* Assignment
Set down each record below precisely, skipping the pictures.
──────
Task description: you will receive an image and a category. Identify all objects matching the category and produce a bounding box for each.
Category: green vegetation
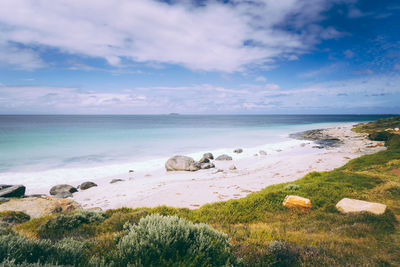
[2,116,400,266]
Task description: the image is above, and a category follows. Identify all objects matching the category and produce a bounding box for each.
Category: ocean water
[0,114,390,190]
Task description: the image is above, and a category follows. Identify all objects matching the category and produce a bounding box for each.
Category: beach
[70,123,386,210]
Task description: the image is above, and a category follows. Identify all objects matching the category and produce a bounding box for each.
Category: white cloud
[255,76,267,82]
[0,0,349,72]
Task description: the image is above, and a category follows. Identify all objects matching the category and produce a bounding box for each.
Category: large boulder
[336,198,386,215]
[215,154,232,161]
[0,185,25,198]
[203,153,214,160]
[199,157,210,164]
[0,197,81,219]
[165,156,200,171]
[283,195,312,209]
[49,184,78,197]
[80,181,97,190]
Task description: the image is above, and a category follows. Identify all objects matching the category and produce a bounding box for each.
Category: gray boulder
[233,148,243,153]
[49,184,77,197]
[0,185,25,198]
[165,155,201,171]
[0,185,12,190]
[80,181,97,190]
[215,154,233,161]
[53,192,73,198]
[202,153,214,160]
[259,150,267,155]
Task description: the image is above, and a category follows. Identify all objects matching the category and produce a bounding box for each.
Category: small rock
[229,165,237,170]
[110,179,125,184]
[145,174,152,177]
[283,195,312,209]
[215,154,232,161]
[352,148,361,153]
[202,153,214,160]
[254,154,258,157]
[213,169,224,174]
[53,192,73,198]
[50,184,77,197]
[259,150,267,155]
[0,185,25,198]
[129,170,134,173]
[0,185,12,190]
[276,149,282,152]
[0,197,10,204]
[200,162,215,169]
[80,181,98,190]
[336,198,386,215]
[300,143,306,147]
[233,148,243,153]
[199,156,210,163]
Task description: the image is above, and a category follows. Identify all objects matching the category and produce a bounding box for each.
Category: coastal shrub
[0,211,30,226]
[37,210,106,240]
[0,234,52,264]
[117,214,235,266]
[98,208,150,233]
[0,259,64,266]
[284,184,300,191]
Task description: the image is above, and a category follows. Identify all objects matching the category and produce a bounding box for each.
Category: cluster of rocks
[283,195,387,215]
[289,129,343,149]
[165,151,238,172]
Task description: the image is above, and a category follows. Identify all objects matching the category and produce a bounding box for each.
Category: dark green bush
[37,210,106,240]
[117,214,235,266]
[268,240,300,266]
[0,211,30,226]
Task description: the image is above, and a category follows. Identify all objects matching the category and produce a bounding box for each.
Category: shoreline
[70,123,386,210]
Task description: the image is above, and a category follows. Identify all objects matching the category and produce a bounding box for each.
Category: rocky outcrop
[336,198,386,215]
[0,197,81,219]
[80,181,97,190]
[0,185,25,198]
[229,165,237,170]
[283,195,312,209]
[50,184,77,198]
[215,154,232,161]
[233,148,243,153]
[199,156,210,164]
[289,129,343,148]
[165,155,201,171]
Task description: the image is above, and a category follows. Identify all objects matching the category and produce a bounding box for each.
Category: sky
[0,0,399,114]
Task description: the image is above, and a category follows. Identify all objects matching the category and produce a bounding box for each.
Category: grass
[4,117,400,266]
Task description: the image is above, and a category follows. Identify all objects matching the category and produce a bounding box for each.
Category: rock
[300,143,306,147]
[199,156,210,163]
[202,153,214,160]
[276,149,282,152]
[335,198,387,215]
[283,195,312,209]
[233,148,243,153]
[200,162,215,169]
[0,197,81,219]
[289,129,343,148]
[129,169,134,173]
[50,184,77,197]
[259,150,267,155]
[254,154,258,156]
[215,154,232,161]
[0,198,10,204]
[0,185,25,198]
[229,165,237,170]
[352,148,361,153]
[110,179,125,184]
[213,169,224,174]
[165,155,200,171]
[80,181,97,190]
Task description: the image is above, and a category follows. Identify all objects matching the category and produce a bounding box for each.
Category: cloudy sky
[0,0,399,114]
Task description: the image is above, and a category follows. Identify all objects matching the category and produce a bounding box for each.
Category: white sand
[71,124,386,210]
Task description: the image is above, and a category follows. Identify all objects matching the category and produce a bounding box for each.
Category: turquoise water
[0,114,390,173]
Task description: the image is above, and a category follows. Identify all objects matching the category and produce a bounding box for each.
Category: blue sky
[0,0,399,114]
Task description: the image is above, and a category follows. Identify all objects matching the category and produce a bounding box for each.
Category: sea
[0,114,390,192]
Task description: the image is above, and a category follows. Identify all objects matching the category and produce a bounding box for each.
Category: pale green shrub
[284,184,300,191]
[117,214,234,266]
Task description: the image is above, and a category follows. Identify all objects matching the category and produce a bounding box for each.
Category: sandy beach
[71,123,386,210]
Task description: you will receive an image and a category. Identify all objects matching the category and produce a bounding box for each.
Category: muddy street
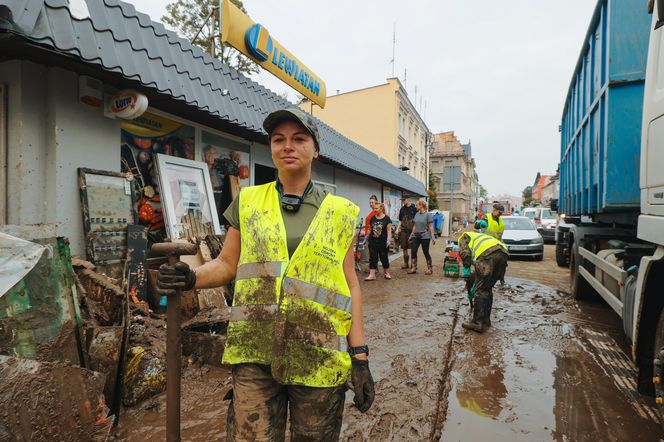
[342,244,662,441]
[112,244,662,441]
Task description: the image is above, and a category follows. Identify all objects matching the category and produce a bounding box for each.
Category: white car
[522,207,557,243]
[500,216,544,261]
──────
* Result of this task
Task description: you will receive an image and a category. Identify all objects matching the category and produce a bounding box for each.
Category: green vegetation
[2,116,400,266]
Task description: the image is above, and a category follows. Identify all objects matching the category and produce a bounding box for each.
Category: ocean water
[0,114,390,190]
Task description: the image is above, and a category follows. Identify all objects matching the category and produce a bounding box for each.
Category: beach
[70,123,386,210]
Task description: the image is above, and a category follows. Identify all objects matching the category and produce a bounding box for each.
Category: white cloud
[255,76,267,82]
[0,0,349,72]
Task description: the image is above, and a category follows. Identify all objects matching the category and produce a bounding box for each.
Category: large boulder
[336,198,386,215]
[215,154,232,161]
[0,185,25,198]
[203,153,214,160]
[199,157,210,164]
[0,197,81,219]
[165,156,200,171]
[283,195,312,209]
[49,184,78,197]
[80,181,97,190]
Task description: the image is above, and a category follows. Identify all objects matching the category and produce a bounding box for each.
Category: gray boulder
[233,148,243,153]
[49,184,77,197]
[0,185,25,198]
[165,155,201,171]
[0,185,12,190]
[80,181,97,190]
[215,154,233,161]
[53,192,73,198]
[202,153,214,160]
[259,150,267,155]
Task description: the image is above, and a category follows. Identify all objects matching the category and produce a bounding box for each.
Category: small rock
[229,165,237,170]
[110,179,125,184]
[145,174,152,177]
[283,195,312,209]
[215,154,232,161]
[352,148,361,153]
[202,153,214,160]
[254,154,258,157]
[213,169,224,174]
[53,192,73,198]
[50,184,77,197]
[259,150,267,155]
[0,185,25,198]
[129,170,134,173]
[0,185,12,190]
[276,149,282,152]
[0,197,10,204]
[200,162,215,169]
[80,181,98,190]
[336,198,386,215]
[300,143,306,147]
[233,148,243,153]
[199,156,210,163]
Task description: the image is above, and a category follows. Identify all objects matching the category and produce a bounding box for each.
Category: coastal shrub
[0,211,30,226]
[37,210,106,240]
[0,234,52,264]
[117,214,235,266]
[98,208,150,233]
[0,259,64,266]
[284,184,300,191]
Task description: the image is above, and a category follows. Identify all objects matching the category and produce a bounding box for each.
Category: cluster of rocks
[283,195,387,215]
[289,129,343,149]
[165,151,238,172]
Task description: the image is above, and a category follows. Identify all objects matching the category and produce a bounding box for each.
Category: dark green bush
[37,210,106,240]
[117,214,235,266]
[268,240,300,266]
[0,211,30,226]
Task description: the image is above, and a category follows. Identify all objects matching the category and produce a bounding box for each.
Category: shoreline
[70,123,386,210]
Task description: the image is above, and a category follows. Identify all objects matching the category and produce a bounding box for each.
Category: rocky outcrop
[336,198,386,215]
[0,197,81,219]
[80,181,97,190]
[0,185,25,198]
[229,165,237,170]
[283,195,312,209]
[50,184,77,198]
[215,154,232,161]
[233,148,243,153]
[199,156,210,164]
[289,129,343,148]
[165,155,201,171]
Task description: the image is above, and a category follows. Identify all objects matching the category and produce a bounding box for each.
Category: sky
[0,0,399,114]
Task description: the image is above, and a category follows. Identify all objects matching the category and produce a bounding box for each.
Category: grass
[4,117,400,266]
Task description: the image is above, and a category follows. Identify all objects matching the category and produce a bounding box for each.
Category: rock
[300,143,306,147]
[199,156,210,163]
[202,153,214,160]
[276,149,282,152]
[335,198,387,215]
[283,195,312,209]
[233,148,243,153]
[200,162,215,169]
[0,197,81,219]
[289,129,343,148]
[129,169,134,173]
[50,184,77,197]
[259,150,267,155]
[254,154,258,156]
[215,154,232,161]
[0,198,10,204]
[0,185,25,198]
[229,165,237,170]
[352,148,361,153]
[110,179,125,184]
[213,169,224,174]
[165,155,200,171]
[80,181,97,190]
Task description: the image is above, and a category follows. Identify all objects matching the category and produce a bounding box for each.
Category: cloudy sky
[0,0,399,114]
Task description: the image is above, and a category follows. Identify all objects matching the category and produce a bounding box for each.
Category: white sand
[71,124,386,210]
Task description: the image is above, and a category follows. Identify all objects matching the category and produce a bounding box for each.
Category: turquoise water
[0,114,390,173]
Task description: the image is above, and a category follows. Identify all objects matching the category and produce a bounding box for each.
Category: blue sky
[0,0,399,114]
Task description: the image is above, and a category follows. Identify all objects matching the category and produce a bounding box for each.
Category: sea
[0,114,390,192]
Task description: the image is above, and a category follows. Identify all objects matching the category and produce a bounding box for each.
Category: pale green shrub
[284,184,300,191]
[117,214,234,266]
Task description: the image is above, and a category follows. Identify all objects matching the category and produce a bounding box for each.
Category: sandy beach
[71,123,386,210]
Task description: you will receive an image and a category. Identify all objects matching the category and produce a bounding box for each.
Category: muddy street
[342,244,662,441]
[112,244,662,441]
Task description: the image is above, and a category follows. Identify all objects matching the category and produce a bounding box for each.
Category: white car
[522,207,557,243]
[500,216,544,261]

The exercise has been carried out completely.